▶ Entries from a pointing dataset
▼
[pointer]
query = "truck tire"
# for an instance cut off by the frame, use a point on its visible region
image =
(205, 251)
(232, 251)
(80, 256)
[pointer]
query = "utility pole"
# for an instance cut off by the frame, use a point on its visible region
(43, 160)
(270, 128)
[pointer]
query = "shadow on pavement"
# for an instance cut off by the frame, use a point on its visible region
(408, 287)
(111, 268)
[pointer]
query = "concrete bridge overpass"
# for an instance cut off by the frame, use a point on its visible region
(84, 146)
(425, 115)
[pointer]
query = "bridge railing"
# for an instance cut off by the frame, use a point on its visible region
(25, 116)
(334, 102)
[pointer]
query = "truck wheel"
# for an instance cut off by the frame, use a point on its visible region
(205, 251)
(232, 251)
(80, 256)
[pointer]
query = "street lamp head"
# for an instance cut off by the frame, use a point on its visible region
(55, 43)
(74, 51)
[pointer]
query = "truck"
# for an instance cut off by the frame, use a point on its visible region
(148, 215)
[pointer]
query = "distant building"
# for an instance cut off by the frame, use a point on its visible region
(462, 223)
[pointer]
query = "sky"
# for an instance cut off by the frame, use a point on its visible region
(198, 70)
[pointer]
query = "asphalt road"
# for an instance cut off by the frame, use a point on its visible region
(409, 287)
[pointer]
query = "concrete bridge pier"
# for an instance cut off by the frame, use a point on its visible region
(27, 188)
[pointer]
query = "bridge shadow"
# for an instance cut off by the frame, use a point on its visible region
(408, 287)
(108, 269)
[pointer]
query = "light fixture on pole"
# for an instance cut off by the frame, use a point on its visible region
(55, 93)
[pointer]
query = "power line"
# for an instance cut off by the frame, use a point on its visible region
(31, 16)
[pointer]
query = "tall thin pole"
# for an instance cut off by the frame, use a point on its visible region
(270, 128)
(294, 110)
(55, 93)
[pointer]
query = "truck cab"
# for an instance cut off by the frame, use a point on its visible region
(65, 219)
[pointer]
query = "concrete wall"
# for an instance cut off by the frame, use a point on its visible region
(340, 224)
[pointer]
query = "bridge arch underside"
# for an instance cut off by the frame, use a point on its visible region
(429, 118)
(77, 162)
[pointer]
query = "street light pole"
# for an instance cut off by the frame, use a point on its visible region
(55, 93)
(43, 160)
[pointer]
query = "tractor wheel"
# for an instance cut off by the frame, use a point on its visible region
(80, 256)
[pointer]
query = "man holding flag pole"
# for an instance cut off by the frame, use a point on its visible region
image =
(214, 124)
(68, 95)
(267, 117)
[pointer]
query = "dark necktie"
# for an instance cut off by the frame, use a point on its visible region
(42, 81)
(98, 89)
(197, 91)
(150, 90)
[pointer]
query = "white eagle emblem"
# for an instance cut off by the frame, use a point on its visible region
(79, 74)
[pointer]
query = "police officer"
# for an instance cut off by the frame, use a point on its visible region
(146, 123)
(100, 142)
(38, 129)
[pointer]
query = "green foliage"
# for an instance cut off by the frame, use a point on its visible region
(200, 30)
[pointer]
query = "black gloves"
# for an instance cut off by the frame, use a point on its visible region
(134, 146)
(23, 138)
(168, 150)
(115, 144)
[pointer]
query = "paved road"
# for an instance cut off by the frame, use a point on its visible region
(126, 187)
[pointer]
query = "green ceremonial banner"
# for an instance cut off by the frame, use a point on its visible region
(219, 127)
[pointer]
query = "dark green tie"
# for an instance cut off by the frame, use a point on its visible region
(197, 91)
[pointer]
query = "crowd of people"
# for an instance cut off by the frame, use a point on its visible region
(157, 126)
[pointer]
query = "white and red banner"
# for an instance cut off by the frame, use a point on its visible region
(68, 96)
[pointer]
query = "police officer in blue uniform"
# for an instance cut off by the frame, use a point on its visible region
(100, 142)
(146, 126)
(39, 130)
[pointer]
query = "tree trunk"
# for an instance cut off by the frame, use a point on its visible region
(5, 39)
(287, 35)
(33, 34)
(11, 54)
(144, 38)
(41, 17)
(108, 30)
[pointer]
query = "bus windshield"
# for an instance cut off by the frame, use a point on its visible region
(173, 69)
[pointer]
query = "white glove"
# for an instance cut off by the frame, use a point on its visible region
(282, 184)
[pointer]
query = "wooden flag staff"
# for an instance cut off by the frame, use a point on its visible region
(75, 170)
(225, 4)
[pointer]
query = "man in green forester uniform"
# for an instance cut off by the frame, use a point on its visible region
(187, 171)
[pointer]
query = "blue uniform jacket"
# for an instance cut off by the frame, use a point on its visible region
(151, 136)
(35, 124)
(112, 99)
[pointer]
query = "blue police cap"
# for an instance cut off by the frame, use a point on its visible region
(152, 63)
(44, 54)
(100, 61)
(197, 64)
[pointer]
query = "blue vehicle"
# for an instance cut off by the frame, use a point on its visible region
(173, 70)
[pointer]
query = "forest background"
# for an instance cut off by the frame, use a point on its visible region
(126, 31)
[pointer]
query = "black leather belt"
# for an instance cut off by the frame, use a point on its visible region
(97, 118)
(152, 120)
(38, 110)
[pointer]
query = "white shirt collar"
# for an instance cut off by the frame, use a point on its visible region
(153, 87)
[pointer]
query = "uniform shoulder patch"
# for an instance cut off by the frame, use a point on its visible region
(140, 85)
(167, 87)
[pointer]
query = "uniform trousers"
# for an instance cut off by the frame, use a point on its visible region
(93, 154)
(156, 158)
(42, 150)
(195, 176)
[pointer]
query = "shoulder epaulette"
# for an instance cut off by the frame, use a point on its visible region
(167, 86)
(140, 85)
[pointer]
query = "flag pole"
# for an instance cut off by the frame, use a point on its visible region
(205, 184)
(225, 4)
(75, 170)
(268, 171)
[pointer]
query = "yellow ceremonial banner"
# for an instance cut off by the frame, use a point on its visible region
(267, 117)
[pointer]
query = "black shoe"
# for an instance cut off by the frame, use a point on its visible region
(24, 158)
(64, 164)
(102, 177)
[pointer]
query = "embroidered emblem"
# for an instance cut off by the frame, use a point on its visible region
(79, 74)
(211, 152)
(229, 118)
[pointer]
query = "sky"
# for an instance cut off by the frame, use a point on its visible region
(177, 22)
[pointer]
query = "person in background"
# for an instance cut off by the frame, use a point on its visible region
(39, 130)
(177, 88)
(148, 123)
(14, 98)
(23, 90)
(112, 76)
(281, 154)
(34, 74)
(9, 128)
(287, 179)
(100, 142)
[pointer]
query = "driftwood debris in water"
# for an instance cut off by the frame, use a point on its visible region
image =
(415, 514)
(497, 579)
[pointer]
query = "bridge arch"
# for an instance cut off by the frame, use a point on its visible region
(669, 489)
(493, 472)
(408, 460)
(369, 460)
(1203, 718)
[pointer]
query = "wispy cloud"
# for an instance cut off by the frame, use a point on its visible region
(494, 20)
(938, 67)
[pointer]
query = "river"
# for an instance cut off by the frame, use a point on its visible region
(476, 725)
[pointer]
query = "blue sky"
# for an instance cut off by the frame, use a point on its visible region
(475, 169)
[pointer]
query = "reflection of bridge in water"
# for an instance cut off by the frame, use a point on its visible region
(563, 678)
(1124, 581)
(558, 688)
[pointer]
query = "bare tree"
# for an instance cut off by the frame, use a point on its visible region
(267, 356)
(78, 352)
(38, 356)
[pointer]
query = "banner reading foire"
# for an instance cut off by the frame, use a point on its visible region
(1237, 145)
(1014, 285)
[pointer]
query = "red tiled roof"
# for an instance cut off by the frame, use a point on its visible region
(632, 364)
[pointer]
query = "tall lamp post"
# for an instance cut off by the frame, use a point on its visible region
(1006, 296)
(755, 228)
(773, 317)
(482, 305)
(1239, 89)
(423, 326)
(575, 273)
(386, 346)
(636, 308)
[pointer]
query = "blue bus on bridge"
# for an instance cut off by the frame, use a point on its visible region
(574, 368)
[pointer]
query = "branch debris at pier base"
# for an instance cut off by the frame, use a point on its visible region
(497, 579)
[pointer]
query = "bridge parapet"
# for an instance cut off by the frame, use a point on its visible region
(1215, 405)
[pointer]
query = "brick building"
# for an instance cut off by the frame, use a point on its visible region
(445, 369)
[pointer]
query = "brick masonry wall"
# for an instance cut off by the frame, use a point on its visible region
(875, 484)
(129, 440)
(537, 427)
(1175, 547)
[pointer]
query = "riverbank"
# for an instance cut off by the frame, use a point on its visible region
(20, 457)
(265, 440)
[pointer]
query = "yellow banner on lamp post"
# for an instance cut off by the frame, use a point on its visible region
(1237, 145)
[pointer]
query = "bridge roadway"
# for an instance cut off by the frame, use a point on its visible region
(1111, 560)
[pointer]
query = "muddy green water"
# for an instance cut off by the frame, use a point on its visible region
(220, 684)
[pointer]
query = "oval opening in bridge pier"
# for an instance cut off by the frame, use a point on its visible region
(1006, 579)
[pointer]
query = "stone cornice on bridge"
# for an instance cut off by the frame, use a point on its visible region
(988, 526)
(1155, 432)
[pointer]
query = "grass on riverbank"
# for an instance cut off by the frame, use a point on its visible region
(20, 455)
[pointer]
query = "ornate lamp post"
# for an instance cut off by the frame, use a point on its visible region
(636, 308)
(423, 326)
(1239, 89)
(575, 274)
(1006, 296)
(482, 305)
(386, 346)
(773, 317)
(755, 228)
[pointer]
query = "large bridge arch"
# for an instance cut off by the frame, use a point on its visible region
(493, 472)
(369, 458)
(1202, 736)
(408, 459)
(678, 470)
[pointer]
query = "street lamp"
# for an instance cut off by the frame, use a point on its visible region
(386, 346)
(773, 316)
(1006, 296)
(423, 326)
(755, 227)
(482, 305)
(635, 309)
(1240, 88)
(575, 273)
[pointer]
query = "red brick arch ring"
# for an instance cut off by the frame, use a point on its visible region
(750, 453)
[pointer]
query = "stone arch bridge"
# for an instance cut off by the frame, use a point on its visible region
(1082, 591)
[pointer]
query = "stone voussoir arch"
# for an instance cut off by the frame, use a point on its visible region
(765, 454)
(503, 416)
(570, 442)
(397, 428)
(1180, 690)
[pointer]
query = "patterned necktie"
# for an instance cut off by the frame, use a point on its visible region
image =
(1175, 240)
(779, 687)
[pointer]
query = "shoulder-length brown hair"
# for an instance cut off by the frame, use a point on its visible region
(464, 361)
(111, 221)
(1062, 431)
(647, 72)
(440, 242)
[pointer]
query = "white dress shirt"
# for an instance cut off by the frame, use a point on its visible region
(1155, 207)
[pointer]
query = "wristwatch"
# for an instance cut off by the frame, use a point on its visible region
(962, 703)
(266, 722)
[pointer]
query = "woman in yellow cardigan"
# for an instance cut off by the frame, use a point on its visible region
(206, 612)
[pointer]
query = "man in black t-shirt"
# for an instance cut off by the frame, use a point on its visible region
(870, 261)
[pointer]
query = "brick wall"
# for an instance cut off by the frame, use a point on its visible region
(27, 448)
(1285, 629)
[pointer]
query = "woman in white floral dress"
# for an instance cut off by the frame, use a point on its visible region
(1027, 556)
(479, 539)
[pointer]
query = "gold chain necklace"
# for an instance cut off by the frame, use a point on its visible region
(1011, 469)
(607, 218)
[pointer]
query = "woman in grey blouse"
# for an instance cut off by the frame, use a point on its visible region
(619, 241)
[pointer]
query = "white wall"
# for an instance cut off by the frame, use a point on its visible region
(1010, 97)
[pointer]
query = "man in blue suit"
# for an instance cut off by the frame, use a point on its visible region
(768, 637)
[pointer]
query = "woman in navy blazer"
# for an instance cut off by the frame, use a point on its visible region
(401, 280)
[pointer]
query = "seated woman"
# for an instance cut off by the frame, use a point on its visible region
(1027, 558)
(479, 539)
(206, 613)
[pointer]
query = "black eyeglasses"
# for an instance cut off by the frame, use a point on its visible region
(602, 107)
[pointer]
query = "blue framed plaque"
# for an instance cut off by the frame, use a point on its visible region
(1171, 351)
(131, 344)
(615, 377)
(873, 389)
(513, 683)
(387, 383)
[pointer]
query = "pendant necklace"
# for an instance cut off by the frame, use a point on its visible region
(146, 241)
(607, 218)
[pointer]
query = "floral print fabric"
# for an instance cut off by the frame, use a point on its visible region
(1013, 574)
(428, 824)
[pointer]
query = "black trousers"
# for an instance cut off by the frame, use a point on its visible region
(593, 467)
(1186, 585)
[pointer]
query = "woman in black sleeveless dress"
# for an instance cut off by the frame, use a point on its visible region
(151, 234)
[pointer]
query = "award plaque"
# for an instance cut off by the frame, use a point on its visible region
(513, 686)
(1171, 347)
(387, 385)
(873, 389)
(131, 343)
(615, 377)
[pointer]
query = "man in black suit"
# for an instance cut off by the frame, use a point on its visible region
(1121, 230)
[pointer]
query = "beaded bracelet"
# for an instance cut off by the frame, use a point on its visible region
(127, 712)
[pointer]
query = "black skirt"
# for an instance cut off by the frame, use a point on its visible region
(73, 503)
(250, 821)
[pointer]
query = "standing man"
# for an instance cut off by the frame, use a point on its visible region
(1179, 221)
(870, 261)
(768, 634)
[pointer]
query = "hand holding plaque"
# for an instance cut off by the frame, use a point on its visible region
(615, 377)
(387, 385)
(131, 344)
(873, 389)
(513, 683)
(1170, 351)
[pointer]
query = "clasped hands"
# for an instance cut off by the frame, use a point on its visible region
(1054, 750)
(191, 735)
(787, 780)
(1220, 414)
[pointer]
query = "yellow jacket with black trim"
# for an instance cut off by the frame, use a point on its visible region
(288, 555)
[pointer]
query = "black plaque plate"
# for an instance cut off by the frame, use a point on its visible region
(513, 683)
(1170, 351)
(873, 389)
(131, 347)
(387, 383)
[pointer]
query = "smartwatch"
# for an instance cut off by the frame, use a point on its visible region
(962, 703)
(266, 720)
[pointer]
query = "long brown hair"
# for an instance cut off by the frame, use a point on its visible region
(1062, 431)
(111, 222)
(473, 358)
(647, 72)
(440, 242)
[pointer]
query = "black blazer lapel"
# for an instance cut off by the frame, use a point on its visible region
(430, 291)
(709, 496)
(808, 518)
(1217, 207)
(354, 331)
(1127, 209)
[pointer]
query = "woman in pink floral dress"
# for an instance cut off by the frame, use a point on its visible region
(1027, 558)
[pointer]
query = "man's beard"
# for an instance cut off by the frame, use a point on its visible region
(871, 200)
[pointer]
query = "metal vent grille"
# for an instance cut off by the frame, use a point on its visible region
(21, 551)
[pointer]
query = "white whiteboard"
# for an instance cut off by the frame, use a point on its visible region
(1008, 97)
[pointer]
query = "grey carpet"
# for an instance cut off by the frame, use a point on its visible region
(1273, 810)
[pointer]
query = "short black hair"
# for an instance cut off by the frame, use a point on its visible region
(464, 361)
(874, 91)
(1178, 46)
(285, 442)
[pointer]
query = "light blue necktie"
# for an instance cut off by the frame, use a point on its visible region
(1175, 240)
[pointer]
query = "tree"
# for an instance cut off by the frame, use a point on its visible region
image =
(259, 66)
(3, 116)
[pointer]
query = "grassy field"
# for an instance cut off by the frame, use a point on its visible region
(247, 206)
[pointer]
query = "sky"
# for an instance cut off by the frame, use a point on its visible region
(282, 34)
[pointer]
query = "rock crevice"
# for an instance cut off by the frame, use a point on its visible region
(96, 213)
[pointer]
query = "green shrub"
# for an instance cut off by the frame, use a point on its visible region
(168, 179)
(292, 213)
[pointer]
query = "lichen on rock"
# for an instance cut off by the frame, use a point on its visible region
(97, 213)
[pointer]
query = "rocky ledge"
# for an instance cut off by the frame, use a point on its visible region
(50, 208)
▲
▶ WHAT IS REQUIRED
From the listing above, please pick out every line containing the string "woman", treating uppercase and lowercase as different.

▶ CORRECT RESPONSE
query = "woman in yellow cardigan"
query = "woman in white floral dress"
query = "woman in grey blouse"
query = "woman in navy blazer"
query = "seated woman"
query = "woman in black sleeveless dress"
query = "woman in pink floral dress"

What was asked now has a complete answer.